* [Data entries]:
···

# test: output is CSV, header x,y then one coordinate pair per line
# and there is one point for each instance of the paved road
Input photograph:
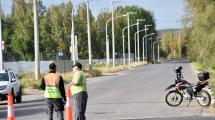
x,y
136,94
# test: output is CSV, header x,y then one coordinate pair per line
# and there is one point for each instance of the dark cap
x,y
52,66
78,65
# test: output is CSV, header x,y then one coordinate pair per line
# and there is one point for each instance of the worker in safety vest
x,y
79,92
54,93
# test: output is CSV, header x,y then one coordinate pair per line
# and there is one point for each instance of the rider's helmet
x,y
178,69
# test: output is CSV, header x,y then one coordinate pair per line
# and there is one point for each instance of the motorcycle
x,y
182,89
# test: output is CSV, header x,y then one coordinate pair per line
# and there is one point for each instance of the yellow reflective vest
x,y
52,90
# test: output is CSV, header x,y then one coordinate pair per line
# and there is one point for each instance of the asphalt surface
x,y
135,94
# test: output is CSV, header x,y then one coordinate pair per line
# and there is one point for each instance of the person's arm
x,y
62,88
43,85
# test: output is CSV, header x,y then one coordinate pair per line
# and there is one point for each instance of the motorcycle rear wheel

···

* [Aim]:
How many lines in the entries above contain the string "there"? Reply with the number alone.

* [Correct answer]:
9